- _Dataset excerpts_:
=== Begin Enclosure ===

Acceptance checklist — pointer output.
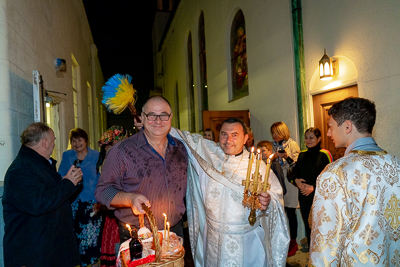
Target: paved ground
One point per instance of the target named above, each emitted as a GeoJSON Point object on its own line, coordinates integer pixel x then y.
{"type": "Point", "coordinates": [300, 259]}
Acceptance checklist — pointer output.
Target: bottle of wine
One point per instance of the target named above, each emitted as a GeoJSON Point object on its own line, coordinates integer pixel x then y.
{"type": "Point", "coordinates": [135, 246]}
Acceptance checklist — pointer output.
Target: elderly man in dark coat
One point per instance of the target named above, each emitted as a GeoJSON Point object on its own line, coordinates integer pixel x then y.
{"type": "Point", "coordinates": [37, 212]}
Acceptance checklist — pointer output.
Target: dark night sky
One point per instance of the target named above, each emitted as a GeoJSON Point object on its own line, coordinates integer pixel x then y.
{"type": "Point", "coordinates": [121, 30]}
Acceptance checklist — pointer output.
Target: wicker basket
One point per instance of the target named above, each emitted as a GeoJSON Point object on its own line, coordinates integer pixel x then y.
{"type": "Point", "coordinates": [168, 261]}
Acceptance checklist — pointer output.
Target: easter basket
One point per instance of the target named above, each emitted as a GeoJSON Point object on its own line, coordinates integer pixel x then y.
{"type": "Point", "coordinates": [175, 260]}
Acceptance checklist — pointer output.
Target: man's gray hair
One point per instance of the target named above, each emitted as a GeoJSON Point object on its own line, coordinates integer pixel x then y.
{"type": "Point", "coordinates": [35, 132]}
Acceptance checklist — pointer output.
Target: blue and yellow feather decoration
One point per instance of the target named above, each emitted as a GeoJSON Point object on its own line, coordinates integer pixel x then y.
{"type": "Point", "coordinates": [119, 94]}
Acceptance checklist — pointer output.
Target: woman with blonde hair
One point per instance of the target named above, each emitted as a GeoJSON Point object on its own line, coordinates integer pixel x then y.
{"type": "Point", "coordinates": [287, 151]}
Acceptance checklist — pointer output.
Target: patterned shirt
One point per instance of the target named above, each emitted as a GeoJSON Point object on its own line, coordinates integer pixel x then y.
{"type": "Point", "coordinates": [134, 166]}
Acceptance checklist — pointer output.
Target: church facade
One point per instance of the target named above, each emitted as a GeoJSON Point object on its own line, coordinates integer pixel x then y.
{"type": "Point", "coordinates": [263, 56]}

=== End Enclosure ===
=== Begin Enclosure ===

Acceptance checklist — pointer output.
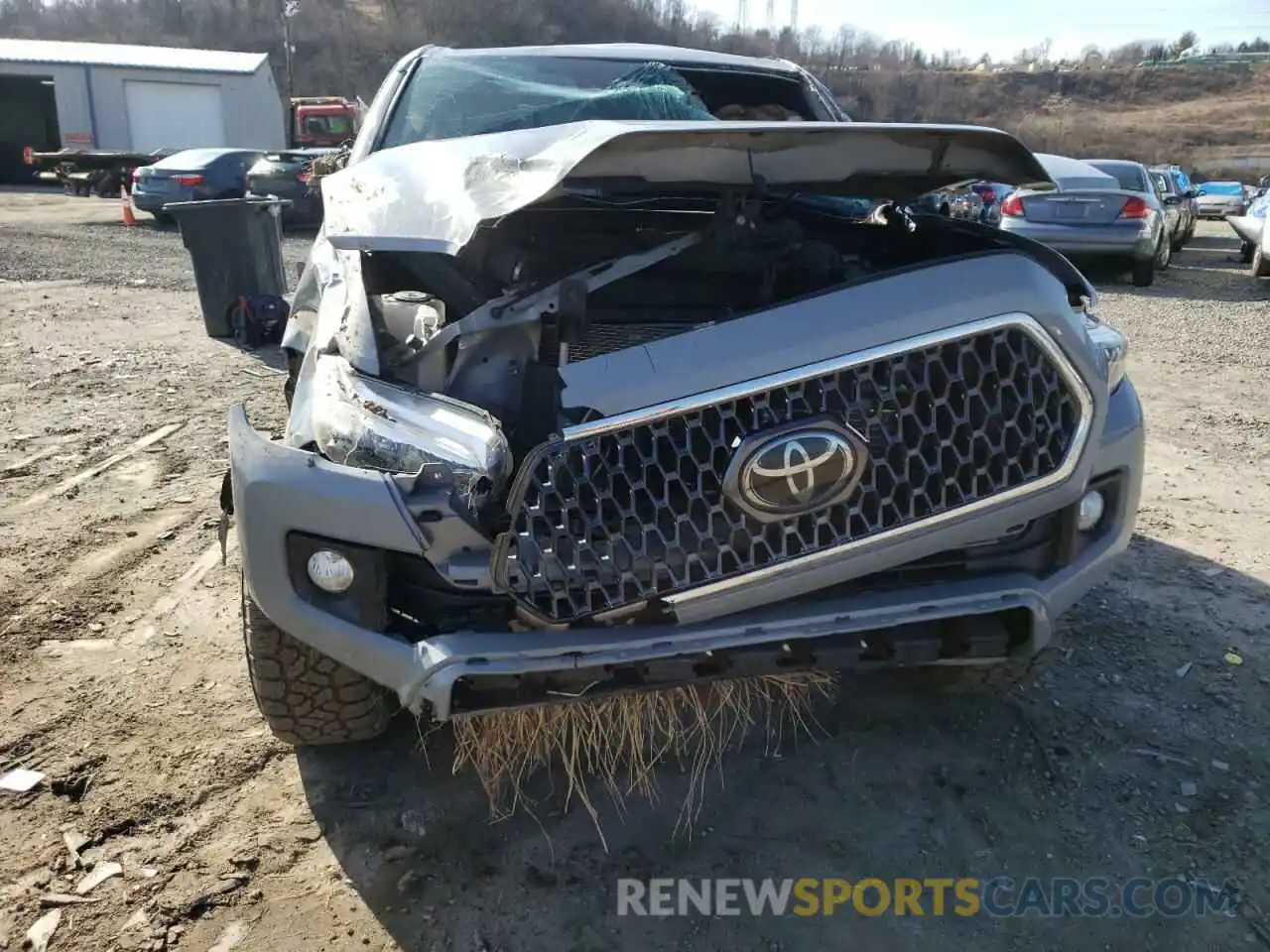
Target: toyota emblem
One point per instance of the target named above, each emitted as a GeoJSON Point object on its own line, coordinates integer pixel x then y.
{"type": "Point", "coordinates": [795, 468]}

=== End Enclosure ===

- _Assignment_:
Which of the lines above mention the word "basket"? Pull those lines out.

- _Your solution_:
Target: wicker basket
Target: easter basket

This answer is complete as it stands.